In the material, can you reproduce only the stretch that opens with the line containing "Return the mask of every instance of the cardboard" and closes with the line containing "85 65 L 79 67", swapping "cardboard box" for "moving box" and leaving everything else unchanged?

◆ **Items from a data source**
═══
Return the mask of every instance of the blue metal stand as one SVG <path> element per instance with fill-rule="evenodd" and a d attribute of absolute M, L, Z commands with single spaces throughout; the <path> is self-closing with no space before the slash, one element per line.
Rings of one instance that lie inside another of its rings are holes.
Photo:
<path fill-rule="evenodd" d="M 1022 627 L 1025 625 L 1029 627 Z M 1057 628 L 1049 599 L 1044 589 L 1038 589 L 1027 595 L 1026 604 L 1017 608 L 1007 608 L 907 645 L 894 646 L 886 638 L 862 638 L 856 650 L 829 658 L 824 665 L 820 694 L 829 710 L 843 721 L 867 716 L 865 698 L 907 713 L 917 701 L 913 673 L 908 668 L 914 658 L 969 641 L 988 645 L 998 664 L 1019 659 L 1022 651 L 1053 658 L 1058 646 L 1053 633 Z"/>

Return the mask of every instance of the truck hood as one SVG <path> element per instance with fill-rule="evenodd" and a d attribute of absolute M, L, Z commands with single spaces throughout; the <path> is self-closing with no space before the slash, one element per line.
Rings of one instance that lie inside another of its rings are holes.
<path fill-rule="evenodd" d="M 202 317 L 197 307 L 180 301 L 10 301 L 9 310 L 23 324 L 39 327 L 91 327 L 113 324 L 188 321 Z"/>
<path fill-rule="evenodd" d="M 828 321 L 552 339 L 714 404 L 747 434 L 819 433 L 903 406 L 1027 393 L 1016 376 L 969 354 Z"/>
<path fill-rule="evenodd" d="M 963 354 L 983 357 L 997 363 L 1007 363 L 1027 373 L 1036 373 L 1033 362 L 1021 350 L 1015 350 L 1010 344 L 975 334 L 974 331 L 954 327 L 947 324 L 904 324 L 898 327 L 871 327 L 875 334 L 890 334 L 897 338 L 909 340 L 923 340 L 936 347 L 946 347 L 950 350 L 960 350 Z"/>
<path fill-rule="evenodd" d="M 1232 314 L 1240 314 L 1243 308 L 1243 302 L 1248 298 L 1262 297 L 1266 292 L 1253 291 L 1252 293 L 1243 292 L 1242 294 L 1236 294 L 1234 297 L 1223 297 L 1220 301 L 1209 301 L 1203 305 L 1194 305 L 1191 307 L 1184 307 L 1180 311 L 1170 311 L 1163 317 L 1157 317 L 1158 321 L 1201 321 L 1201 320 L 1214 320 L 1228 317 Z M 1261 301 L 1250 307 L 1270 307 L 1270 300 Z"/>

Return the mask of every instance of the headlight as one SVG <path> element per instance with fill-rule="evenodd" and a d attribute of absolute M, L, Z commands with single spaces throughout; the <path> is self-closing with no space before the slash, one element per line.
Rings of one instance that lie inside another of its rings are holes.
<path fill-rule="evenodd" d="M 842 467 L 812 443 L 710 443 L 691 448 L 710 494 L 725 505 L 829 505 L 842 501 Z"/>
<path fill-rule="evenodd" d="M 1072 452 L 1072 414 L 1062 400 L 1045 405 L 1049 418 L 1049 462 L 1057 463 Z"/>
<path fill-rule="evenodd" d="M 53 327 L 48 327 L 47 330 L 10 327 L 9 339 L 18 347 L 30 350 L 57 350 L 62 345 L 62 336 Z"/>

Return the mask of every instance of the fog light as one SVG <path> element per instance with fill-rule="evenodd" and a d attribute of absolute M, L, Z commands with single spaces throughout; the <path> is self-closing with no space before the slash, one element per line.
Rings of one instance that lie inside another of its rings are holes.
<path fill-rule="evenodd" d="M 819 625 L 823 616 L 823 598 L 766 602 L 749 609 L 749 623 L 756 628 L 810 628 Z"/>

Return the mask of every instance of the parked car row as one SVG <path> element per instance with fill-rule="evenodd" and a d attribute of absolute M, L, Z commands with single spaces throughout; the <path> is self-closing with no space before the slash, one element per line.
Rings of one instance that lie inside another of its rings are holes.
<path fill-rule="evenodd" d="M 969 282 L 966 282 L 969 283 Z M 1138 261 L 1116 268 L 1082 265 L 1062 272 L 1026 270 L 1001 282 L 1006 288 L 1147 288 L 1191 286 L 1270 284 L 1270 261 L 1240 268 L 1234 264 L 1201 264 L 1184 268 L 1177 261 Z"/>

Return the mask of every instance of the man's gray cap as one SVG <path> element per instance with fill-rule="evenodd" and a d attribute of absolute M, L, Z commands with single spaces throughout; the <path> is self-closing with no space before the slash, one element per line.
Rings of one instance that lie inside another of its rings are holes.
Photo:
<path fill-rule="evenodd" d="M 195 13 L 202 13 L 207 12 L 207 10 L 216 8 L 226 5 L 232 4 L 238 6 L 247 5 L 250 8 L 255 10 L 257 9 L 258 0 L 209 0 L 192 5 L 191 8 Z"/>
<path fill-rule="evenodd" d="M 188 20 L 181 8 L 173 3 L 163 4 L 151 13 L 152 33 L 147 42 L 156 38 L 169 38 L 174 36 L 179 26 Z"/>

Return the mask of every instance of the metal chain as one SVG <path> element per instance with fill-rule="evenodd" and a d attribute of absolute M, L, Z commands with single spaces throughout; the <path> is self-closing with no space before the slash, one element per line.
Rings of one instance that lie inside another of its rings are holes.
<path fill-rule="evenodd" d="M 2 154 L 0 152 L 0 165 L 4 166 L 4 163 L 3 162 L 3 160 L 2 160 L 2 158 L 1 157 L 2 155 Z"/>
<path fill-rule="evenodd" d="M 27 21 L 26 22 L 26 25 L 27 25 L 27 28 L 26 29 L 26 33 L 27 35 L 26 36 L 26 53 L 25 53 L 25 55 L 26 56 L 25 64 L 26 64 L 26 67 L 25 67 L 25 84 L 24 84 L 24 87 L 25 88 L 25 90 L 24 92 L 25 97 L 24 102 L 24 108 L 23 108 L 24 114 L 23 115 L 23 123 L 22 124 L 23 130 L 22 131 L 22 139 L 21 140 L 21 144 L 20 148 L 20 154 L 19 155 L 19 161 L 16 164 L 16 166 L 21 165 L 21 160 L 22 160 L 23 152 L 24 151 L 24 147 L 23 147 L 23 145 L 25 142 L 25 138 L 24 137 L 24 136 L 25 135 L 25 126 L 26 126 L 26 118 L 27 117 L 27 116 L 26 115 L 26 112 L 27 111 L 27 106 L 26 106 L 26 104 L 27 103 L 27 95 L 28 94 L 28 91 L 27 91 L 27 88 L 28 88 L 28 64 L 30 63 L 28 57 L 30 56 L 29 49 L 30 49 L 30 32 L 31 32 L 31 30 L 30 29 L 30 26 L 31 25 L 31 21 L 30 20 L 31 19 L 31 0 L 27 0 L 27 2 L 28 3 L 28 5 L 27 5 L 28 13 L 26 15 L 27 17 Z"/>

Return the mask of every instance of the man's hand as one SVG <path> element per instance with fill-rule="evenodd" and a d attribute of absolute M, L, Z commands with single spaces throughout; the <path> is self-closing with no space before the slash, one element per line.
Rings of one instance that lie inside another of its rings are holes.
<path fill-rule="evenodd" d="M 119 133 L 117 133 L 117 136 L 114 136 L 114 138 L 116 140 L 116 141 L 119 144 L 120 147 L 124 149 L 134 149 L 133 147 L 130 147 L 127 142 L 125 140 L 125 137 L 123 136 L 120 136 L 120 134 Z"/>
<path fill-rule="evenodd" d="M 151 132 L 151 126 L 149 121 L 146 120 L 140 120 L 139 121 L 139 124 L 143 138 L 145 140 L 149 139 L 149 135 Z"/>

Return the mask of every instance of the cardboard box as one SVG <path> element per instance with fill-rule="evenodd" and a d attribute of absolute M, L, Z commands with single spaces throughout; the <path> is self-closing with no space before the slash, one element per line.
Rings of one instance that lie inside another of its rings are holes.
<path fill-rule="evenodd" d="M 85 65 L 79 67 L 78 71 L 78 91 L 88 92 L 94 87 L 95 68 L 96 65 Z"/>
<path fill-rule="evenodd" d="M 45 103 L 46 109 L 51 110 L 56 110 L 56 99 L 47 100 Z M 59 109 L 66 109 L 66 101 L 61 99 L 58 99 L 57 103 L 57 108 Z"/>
═══
◆ **Exercise output**
Return the mask of every instance of the moving box as one SVG <path> element per instance with fill-rule="evenodd" and a d attribute of absolute M, L, Z commands with single spaces throughout; the <path> is self-closing with no space before the slash, one element per line.
Rings of one instance that lie inside another of its rings are holes.
<path fill-rule="evenodd" d="M 85 65 L 79 67 L 78 71 L 78 91 L 88 92 L 94 87 L 95 68 L 96 65 Z"/>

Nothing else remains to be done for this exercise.